Rows from a pointing dataset:
>> START
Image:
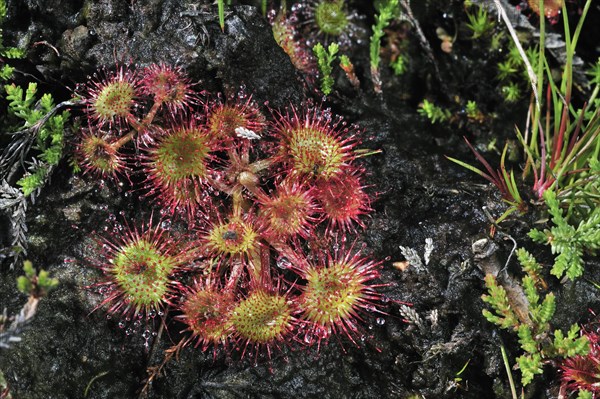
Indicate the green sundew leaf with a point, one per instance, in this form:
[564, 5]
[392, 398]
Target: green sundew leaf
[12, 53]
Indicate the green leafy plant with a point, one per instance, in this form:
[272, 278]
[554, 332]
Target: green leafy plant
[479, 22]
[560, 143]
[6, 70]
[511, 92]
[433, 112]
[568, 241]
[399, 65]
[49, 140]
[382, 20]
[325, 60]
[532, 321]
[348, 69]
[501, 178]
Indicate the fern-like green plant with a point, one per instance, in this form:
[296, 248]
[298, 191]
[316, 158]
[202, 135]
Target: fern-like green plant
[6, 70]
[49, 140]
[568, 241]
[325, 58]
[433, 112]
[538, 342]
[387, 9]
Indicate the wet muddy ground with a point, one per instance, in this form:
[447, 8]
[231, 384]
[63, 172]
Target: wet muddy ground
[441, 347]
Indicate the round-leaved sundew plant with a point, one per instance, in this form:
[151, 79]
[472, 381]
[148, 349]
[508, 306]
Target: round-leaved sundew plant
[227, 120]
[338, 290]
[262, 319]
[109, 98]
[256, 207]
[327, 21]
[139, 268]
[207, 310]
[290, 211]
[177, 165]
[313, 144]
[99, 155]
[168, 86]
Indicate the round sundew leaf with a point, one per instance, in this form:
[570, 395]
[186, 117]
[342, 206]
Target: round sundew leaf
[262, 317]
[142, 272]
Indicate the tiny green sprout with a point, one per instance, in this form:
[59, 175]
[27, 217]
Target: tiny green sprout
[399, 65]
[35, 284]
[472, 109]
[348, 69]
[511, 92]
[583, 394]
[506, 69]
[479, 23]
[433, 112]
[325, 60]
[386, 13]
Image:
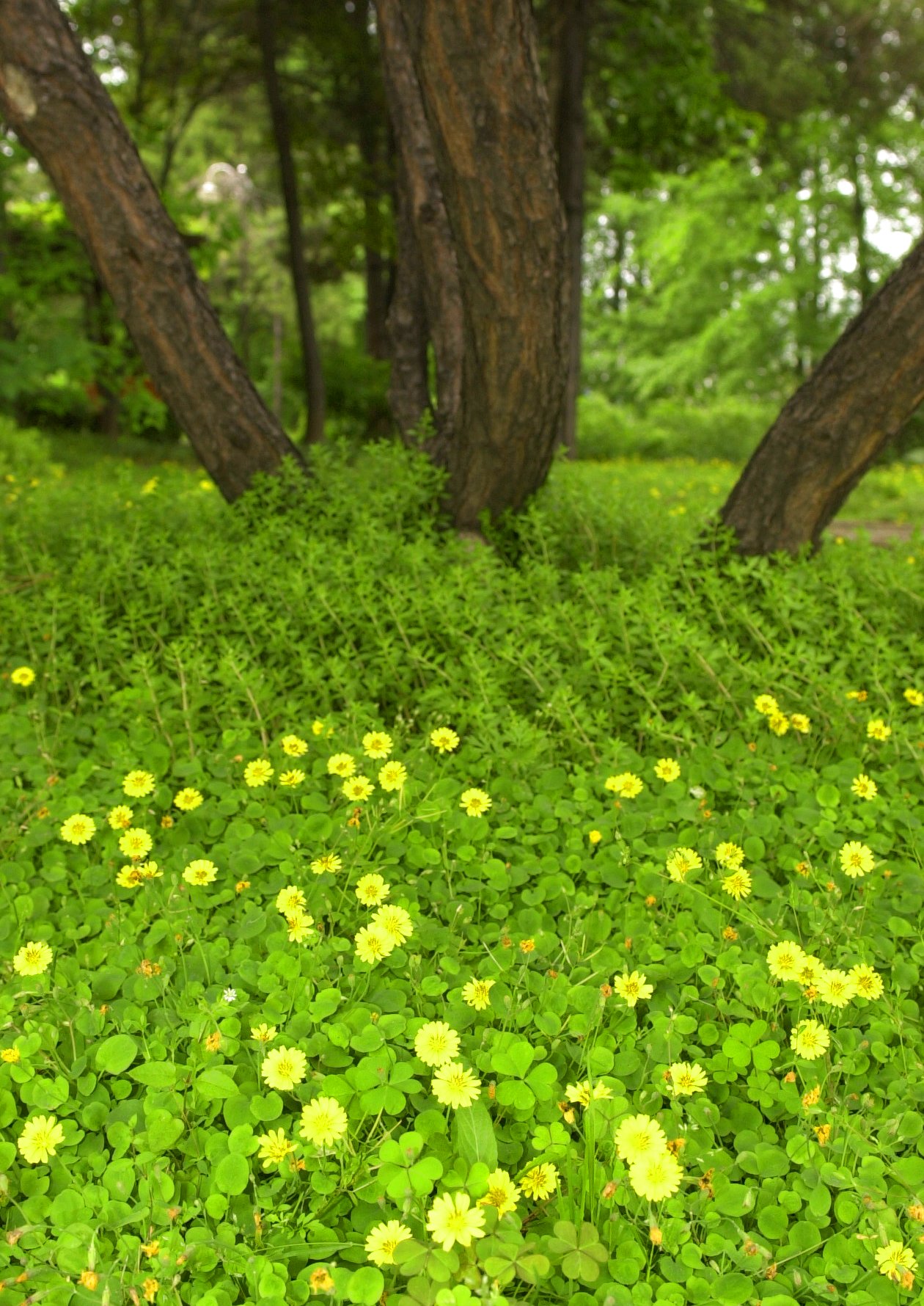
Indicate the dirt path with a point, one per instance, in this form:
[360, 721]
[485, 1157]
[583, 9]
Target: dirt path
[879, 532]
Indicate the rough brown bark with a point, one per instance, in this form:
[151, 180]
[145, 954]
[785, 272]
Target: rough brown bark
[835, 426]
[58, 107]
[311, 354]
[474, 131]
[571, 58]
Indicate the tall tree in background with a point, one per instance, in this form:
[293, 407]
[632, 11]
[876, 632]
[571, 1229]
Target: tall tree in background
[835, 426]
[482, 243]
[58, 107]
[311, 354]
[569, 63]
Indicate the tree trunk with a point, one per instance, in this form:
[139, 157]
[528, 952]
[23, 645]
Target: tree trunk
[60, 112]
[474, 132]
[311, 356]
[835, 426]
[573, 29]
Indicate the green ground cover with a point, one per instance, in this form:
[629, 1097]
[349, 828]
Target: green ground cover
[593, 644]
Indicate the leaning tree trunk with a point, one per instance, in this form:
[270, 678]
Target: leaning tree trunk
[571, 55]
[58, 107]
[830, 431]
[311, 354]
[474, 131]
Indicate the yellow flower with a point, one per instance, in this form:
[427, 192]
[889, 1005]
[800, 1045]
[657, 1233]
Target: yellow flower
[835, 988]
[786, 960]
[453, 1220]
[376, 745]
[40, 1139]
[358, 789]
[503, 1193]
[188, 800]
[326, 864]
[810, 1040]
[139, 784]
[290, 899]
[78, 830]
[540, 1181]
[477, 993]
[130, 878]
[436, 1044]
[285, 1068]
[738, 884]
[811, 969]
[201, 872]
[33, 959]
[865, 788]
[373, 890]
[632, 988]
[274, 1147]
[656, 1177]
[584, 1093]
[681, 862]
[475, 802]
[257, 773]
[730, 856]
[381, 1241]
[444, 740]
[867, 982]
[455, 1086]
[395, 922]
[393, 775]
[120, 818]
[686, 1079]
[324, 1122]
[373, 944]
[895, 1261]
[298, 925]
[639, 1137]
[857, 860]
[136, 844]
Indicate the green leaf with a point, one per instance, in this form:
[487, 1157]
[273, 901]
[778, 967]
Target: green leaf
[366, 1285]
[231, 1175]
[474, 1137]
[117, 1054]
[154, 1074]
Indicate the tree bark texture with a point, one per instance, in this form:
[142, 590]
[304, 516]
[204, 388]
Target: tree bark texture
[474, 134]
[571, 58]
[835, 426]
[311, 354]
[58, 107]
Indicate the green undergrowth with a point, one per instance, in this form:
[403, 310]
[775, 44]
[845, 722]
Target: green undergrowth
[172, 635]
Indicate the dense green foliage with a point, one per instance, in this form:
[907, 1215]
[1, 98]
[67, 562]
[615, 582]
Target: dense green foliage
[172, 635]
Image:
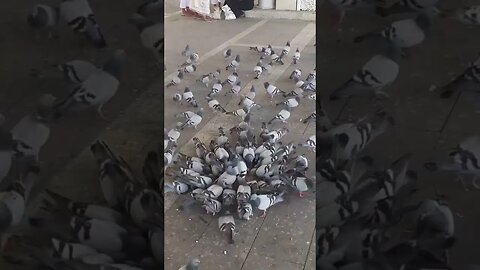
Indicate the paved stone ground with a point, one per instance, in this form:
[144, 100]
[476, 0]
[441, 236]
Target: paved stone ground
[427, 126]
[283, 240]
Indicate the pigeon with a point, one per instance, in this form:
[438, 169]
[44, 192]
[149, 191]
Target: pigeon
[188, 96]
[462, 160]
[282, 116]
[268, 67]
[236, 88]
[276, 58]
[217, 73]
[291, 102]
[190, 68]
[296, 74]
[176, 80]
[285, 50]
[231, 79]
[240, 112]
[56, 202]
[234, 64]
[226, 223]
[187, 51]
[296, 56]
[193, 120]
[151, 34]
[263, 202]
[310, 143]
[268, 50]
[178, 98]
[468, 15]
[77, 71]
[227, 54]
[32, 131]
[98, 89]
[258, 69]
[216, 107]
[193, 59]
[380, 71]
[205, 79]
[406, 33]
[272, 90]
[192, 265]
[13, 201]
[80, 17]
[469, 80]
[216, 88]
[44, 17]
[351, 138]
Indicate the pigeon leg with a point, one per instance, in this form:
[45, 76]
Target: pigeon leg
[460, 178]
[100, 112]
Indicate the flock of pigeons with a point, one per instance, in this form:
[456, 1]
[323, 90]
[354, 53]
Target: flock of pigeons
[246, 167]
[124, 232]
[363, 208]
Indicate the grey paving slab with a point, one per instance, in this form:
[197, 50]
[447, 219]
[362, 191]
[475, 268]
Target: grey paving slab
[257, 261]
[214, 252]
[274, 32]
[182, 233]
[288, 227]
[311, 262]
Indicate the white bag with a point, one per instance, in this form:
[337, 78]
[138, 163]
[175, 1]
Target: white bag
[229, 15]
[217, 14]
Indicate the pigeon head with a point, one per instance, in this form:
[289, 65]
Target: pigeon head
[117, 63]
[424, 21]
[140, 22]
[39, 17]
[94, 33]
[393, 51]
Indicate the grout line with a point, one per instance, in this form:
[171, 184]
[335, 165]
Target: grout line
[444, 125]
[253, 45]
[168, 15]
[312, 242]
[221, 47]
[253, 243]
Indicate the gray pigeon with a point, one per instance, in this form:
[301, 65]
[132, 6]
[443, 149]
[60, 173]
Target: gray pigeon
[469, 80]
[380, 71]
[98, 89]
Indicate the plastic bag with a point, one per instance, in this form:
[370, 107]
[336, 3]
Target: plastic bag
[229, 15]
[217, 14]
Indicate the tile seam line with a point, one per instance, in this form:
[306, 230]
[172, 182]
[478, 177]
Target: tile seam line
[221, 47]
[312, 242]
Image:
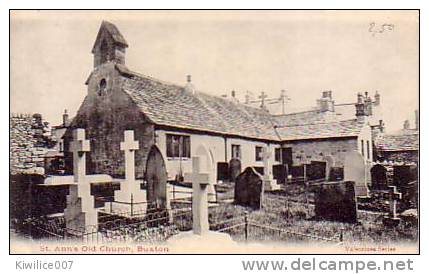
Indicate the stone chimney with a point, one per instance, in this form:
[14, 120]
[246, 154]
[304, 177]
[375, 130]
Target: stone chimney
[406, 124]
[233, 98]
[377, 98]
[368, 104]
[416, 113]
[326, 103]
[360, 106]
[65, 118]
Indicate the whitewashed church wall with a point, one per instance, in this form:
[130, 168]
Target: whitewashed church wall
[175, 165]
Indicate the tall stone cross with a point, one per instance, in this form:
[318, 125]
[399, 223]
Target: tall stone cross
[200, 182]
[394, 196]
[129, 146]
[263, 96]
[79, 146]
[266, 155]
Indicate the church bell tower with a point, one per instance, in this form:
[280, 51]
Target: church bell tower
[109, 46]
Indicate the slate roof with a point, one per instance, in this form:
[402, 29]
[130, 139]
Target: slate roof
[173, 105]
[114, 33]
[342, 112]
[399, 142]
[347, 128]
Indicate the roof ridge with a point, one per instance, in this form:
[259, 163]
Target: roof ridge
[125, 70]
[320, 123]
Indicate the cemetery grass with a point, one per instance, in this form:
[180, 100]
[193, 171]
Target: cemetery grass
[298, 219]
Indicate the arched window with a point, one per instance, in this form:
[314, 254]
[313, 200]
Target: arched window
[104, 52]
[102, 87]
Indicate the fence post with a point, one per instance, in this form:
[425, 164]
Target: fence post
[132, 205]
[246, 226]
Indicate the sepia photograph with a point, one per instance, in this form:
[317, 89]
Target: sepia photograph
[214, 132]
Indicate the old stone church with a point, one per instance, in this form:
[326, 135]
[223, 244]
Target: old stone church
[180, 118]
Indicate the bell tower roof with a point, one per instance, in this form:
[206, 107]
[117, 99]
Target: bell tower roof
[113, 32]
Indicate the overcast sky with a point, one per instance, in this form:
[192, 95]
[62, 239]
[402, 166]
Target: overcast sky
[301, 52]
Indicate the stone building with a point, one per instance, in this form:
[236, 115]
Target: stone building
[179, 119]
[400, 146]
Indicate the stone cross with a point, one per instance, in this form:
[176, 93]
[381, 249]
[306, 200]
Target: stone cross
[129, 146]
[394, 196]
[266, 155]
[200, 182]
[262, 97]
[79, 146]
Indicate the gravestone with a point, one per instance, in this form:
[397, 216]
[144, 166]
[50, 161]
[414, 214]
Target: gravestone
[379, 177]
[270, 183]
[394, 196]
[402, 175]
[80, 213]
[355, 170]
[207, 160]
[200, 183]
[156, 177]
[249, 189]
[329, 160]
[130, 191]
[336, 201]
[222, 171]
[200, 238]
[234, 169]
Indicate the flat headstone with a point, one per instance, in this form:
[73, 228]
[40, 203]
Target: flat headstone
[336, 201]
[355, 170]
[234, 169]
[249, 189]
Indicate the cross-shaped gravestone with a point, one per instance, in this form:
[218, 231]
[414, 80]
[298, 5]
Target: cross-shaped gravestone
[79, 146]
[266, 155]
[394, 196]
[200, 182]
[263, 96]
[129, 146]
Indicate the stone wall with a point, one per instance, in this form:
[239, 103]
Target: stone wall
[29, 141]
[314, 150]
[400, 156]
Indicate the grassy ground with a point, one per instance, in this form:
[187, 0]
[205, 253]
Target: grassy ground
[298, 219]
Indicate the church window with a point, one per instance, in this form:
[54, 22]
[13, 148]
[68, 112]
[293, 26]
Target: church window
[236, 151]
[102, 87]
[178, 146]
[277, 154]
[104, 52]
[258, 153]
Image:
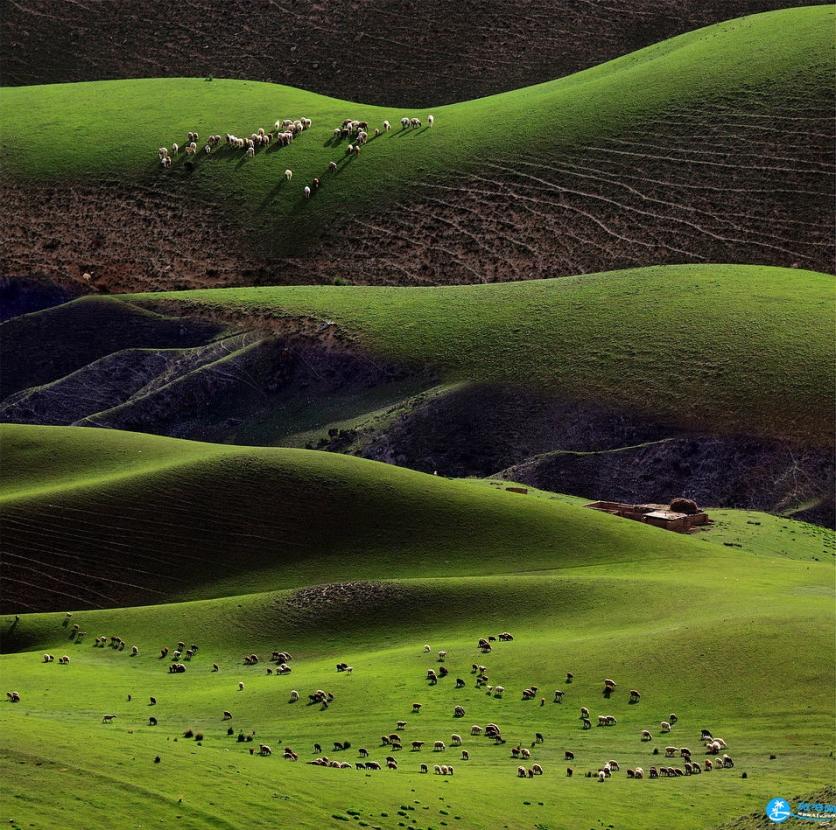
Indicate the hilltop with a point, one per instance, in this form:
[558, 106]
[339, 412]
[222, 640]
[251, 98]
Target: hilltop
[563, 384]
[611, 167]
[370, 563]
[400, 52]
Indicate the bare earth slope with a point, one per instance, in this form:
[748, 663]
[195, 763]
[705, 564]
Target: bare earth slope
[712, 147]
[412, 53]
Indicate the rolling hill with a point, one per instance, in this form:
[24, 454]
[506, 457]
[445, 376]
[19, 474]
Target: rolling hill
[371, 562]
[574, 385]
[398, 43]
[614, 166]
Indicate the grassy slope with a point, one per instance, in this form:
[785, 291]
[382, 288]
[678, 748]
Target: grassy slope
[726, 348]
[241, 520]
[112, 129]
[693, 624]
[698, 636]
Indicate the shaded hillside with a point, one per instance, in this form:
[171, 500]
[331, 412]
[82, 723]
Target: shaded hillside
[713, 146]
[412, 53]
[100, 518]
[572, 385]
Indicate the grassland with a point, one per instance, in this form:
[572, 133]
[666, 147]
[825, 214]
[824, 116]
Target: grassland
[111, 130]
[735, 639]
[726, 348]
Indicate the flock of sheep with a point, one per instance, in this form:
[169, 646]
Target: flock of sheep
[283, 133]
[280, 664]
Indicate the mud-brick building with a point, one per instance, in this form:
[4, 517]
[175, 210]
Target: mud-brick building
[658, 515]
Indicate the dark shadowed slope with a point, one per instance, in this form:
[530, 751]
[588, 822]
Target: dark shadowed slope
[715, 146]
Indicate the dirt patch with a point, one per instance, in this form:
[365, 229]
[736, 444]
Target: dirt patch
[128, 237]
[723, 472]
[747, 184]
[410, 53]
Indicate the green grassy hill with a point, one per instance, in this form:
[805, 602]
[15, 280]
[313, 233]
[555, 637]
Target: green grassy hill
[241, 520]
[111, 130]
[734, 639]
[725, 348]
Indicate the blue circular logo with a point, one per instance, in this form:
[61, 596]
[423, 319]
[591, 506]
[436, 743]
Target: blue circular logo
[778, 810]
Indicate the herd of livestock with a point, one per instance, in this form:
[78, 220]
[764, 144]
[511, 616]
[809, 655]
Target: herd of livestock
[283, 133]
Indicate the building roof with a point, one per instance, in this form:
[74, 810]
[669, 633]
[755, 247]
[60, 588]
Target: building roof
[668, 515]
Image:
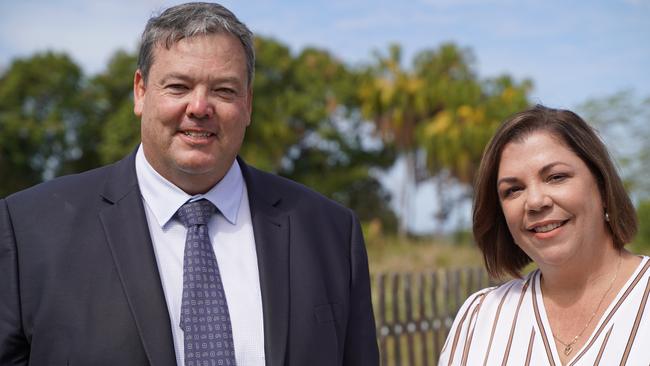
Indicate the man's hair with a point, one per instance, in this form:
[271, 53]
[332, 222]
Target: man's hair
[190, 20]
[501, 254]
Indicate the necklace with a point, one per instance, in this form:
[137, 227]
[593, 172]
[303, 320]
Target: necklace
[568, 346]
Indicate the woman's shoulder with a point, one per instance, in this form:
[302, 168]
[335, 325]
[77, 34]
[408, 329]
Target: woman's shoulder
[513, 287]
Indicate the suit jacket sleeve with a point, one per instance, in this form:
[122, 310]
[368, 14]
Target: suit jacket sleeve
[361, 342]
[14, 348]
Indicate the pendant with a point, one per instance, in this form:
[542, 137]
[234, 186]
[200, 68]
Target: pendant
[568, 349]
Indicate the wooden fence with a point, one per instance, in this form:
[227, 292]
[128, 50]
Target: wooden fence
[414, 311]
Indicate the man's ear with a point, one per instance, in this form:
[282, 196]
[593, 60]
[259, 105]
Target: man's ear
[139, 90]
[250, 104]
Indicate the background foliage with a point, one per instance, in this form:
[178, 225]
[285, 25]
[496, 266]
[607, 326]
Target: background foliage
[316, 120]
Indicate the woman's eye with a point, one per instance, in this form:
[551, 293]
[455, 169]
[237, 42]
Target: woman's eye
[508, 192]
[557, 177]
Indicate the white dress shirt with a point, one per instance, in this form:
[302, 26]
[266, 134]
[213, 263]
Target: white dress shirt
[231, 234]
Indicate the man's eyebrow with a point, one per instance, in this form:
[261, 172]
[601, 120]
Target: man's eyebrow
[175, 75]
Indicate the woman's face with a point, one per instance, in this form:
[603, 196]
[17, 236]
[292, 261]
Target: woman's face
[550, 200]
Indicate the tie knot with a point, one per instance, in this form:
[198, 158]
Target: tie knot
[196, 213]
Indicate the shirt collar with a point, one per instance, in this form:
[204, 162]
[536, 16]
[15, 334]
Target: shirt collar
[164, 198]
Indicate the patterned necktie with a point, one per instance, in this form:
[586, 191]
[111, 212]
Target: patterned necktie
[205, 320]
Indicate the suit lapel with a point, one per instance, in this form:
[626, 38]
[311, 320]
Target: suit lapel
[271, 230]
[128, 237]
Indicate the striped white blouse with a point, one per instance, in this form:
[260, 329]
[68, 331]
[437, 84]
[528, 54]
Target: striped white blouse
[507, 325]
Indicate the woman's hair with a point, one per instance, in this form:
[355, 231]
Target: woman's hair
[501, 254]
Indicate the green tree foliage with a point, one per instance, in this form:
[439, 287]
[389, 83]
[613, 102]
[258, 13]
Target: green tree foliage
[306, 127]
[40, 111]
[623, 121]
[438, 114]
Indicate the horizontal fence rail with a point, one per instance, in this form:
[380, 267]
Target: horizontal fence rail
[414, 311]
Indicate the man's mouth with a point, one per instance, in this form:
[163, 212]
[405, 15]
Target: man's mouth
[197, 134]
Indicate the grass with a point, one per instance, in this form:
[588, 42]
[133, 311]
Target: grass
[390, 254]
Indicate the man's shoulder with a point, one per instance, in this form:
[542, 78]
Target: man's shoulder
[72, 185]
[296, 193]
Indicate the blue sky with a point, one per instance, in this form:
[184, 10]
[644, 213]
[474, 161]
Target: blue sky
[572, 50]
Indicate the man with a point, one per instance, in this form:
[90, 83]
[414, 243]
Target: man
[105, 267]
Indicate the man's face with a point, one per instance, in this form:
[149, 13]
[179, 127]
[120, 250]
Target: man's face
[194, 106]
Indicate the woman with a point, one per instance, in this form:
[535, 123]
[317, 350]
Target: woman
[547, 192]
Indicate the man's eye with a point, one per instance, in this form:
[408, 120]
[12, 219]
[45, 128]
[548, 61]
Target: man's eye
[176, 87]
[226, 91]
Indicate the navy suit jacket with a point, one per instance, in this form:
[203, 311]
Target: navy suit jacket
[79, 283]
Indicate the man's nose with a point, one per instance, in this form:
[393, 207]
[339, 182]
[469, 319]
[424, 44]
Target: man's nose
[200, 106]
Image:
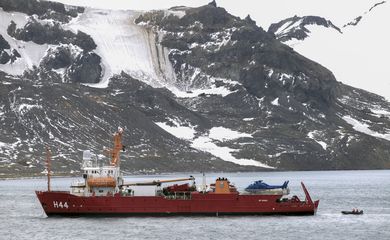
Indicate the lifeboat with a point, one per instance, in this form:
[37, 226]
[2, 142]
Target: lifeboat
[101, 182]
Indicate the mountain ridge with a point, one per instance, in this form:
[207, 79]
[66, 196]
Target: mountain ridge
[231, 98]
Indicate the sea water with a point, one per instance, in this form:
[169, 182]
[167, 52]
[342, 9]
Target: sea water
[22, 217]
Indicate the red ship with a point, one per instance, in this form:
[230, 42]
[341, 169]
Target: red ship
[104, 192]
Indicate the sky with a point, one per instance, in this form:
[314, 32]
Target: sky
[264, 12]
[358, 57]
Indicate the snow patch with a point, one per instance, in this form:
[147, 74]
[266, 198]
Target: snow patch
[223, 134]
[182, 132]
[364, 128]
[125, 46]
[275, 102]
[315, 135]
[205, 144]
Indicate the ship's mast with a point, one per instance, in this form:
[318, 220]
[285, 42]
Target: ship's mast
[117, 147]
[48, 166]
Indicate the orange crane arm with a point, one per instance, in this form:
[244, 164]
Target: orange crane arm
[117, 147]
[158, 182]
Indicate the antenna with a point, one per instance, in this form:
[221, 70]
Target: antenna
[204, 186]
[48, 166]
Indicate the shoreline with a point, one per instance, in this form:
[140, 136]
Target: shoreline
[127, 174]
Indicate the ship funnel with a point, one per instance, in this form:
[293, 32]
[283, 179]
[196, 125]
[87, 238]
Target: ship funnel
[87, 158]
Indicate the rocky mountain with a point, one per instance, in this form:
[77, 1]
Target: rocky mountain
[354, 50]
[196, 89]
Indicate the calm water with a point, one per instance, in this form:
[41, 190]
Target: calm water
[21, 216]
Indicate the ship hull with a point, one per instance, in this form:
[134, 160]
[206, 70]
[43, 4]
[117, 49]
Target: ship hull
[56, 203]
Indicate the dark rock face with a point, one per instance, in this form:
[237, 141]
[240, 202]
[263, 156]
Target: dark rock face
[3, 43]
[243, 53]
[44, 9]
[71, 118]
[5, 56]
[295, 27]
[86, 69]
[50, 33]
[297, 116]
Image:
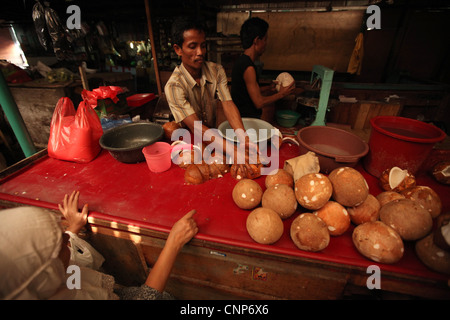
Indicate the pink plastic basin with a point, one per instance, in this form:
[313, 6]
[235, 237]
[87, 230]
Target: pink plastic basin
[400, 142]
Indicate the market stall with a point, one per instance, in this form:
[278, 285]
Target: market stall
>> END
Copy the lines from the line with "Indicate the rocky" through the end of the records, swapping "calm water" for "still water" and keeping everything else the same. Leave the pictures out of your answer.

> **The output**
Indicate the rocky mountain with a point, one per instance, in this form:
[77, 1]
Target: rocky mountain
[354, 50]
[196, 89]
Indicate the still water with a point, one per instance, in this form:
[41, 190]
Target: still water
[21, 216]
Indicate the ship hull with a point, one per instance, in this form:
[134, 160]
[206, 70]
[43, 4]
[117, 49]
Target: ship hull
[56, 203]
Indicate the dark rock face with a point, one per instance, in this form:
[237, 141]
[240, 202]
[263, 156]
Target: dark rock face
[3, 43]
[243, 53]
[44, 9]
[71, 118]
[5, 56]
[295, 27]
[86, 69]
[50, 33]
[297, 116]
Image:
Indicate the pink plastic basin with a point, one per instance, in this form:
[313, 6]
[235, 237]
[87, 230]
Target: pink plastic basin
[400, 142]
Indicate the market stall with a point, one per instance, in this form:
[278, 285]
Target: market stall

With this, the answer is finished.